__Task instructions__
The entries below are to be written out again without alteration.

-*-*-

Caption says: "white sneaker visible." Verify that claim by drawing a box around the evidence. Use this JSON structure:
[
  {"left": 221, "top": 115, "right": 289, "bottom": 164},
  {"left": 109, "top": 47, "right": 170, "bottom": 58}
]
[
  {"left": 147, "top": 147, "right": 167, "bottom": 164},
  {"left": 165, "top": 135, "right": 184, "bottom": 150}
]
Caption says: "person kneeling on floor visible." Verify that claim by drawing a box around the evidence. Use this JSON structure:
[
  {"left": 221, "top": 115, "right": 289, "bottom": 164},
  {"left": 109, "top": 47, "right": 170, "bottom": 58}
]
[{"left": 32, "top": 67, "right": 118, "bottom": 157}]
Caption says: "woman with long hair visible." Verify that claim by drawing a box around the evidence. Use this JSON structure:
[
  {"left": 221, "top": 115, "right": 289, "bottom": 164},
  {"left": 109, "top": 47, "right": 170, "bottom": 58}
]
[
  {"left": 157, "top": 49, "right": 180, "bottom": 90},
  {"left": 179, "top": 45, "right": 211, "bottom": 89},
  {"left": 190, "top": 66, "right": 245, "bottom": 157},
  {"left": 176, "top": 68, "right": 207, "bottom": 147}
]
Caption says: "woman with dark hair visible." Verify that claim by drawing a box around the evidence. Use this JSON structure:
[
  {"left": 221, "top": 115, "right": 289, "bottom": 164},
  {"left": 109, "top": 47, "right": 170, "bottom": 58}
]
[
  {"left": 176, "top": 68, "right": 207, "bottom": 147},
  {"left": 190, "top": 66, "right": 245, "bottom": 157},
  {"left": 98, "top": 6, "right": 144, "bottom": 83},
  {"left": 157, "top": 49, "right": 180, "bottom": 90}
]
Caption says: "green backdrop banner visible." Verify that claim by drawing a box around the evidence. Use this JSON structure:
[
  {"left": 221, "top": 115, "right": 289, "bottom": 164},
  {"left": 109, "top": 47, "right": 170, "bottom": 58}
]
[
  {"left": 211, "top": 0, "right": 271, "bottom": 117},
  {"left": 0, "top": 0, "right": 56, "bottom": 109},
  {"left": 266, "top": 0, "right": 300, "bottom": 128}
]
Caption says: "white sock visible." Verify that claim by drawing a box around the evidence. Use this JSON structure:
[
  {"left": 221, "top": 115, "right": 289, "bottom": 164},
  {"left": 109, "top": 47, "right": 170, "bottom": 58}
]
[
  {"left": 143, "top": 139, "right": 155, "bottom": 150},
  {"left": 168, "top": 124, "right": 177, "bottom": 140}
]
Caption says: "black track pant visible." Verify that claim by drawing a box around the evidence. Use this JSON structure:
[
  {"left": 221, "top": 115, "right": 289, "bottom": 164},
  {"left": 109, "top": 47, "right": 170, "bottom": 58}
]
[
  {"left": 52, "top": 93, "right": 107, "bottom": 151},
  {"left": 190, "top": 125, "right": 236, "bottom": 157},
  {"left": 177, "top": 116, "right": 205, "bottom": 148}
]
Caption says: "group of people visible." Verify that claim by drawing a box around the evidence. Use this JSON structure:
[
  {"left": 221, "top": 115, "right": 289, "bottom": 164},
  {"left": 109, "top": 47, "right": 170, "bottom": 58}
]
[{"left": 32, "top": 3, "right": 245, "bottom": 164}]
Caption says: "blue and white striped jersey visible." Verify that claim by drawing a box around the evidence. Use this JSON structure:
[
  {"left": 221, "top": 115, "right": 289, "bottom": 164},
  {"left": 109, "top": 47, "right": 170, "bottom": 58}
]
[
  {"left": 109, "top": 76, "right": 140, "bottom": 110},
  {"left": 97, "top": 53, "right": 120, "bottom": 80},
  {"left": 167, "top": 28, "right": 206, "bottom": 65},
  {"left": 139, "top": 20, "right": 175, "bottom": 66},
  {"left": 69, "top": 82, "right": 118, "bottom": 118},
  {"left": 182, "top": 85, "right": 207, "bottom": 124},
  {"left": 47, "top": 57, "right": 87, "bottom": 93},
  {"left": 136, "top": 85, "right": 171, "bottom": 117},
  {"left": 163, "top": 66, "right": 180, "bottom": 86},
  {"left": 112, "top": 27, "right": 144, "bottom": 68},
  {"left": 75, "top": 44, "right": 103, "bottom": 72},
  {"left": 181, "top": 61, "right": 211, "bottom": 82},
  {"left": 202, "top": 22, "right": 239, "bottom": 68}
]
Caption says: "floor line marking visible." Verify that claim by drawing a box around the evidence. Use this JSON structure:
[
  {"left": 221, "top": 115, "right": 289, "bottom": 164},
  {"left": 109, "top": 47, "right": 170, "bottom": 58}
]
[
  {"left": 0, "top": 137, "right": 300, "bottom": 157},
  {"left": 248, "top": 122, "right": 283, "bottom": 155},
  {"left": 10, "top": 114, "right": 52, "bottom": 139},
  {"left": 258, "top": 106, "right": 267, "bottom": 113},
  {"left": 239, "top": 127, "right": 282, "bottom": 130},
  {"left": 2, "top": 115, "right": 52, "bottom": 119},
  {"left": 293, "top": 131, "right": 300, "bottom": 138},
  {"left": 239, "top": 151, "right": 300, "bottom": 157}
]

-*-*-

__Answer to this task__
Caption says: "white sneaker visible." Verify that claim by drawing a box around the evidence. Use this JSON structure:
[
  {"left": 221, "top": 115, "right": 289, "bottom": 164},
  {"left": 109, "top": 47, "right": 170, "bottom": 58}
]
[
  {"left": 147, "top": 147, "right": 167, "bottom": 164},
  {"left": 165, "top": 135, "right": 184, "bottom": 150}
]
Caption says: "person kneeling on floor visible." Verify that claim by drawing a box around the evidence. Use this JSON structure:
[
  {"left": 221, "top": 115, "right": 289, "bottom": 164},
  {"left": 109, "top": 47, "right": 170, "bottom": 58}
]
[{"left": 32, "top": 67, "right": 118, "bottom": 157}]
Caption says: "woman with long hair visible." Verify that claim by drawing a box around the evidence. Use this JSON structure:
[
  {"left": 221, "top": 115, "right": 289, "bottom": 164},
  {"left": 109, "top": 47, "right": 170, "bottom": 58}
]
[
  {"left": 157, "top": 49, "right": 180, "bottom": 90},
  {"left": 179, "top": 45, "right": 211, "bottom": 89},
  {"left": 190, "top": 66, "right": 245, "bottom": 157},
  {"left": 176, "top": 68, "right": 207, "bottom": 147}
]
Caption says: "woman with dark hair visible." Verify that claim by drawing a box around the evidence. Use this JSON structure:
[
  {"left": 221, "top": 115, "right": 289, "bottom": 164},
  {"left": 109, "top": 47, "right": 170, "bottom": 58}
]
[
  {"left": 176, "top": 68, "right": 207, "bottom": 147},
  {"left": 190, "top": 66, "right": 245, "bottom": 157},
  {"left": 98, "top": 6, "right": 144, "bottom": 83},
  {"left": 157, "top": 49, "right": 180, "bottom": 90}
]
Caption says: "green backdrop banner visible." Verify that claim by drawing a box around the evidence. Use this JSON structure:
[
  {"left": 221, "top": 115, "right": 289, "bottom": 164},
  {"left": 109, "top": 47, "right": 170, "bottom": 58}
]
[
  {"left": 211, "top": 0, "right": 271, "bottom": 117},
  {"left": 0, "top": 0, "right": 56, "bottom": 109},
  {"left": 266, "top": 0, "right": 300, "bottom": 128}
]
Caption says: "white sock visible." Verify that claim by drawing a box around the evidence. Use this JSON structure:
[
  {"left": 221, "top": 115, "right": 289, "bottom": 164},
  {"left": 109, "top": 47, "right": 170, "bottom": 58}
]
[
  {"left": 143, "top": 139, "right": 155, "bottom": 150},
  {"left": 168, "top": 124, "right": 177, "bottom": 140}
]
Caption says: "black track pant visible." Verify that claim by drawing a box around the evidence. Use this JSON structure:
[
  {"left": 221, "top": 115, "right": 289, "bottom": 164},
  {"left": 109, "top": 47, "right": 170, "bottom": 58}
]
[
  {"left": 52, "top": 93, "right": 107, "bottom": 151},
  {"left": 190, "top": 125, "right": 236, "bottom": 157},
  {"left": 177, "top": 116, "right": 205, "bottom": 148}
]
Caption says: "group of people visible." Verify that claim by drawing a box around the evidence. Use this JSON structure:
[
  {"left": 221, "top": 115, "right": 289, "bottom": 164},
  {"left": 109, "top": 47, "right": 170, "bottom": 58}
]
[{"left": 32, "top": 3, "right": 245, "bottom": 164}]
Caption says: "blue and white striped jersey visible." Verify that claim by drawing a box around the evidence. Use this JSON structure:
[
  {"left": 221, "top": 115, "right": 289, "bottom": 164},
  {"left": 109, "top": 47, "right": 170, "bottom": 58}
]
[
  {"left": 109, "top": 76, "right": 140, "bottom": 110},
  {"left": 97, "top": 53, "right": 120, "bottom": 80},
  {"left": 167, "top": 28, "right": 206, "bottom": 65},
  {"left": 139, "top": 20, "right": 175, "bottom": 66},
  {"left": 69, "top": 82, "right": 118, "bottom": 118},
  {"left": 182, "top": 85, "right": 207, "bottom": 124},
  {"left": 47, "top": 57, "right": 87, "bottom": 93},
  {"left": 136, "top": 85, "right": 171, "bottom": 117},
  {"left": 163, "top": 66, "right": 180, "bottom": 86},
  {"left": 112, "top": 27, "right": 144, "bottom": 68},
  {"left": 75, "top": 44, "right": 103, "bottom": 72},
  {"left": 181, "top": 61, "right": 211, "bottom": 82},
  {"left": 202, "top": 22, "right": 239, "bottom": 68}
]
Caption says: "floor line marking visible." Verify that claim by drawing a box around the evidence. Use this JSON structure:
[
  {"left": 221, "top": 115, "right": 289, "bottom": 164},
  {"left": 109, "top": 47, "right": 170, "bottom": 58}
]
[
  {"left": 0, "top": 137, "right": 300, "bottom": 157},
  {"left": 248, "top": 122, "right": 283, "bottom": 155},
  {"left": 10, "top": 114, "right": 52, "bottom": 139},
  {"left": 258, "top": 106, "right": 267, "bottom": 113},
  {"left": 239, "top": 127, "right": 282, "bottom": 130},
  {"left": 2, "top": 115, "right": 52, "bottom": 119},
  {"left": 293, "top": 131, "right": 300, "bottom": 138},
  {"left": 239, "top": 151, "right": 300, "bottom": 157}
]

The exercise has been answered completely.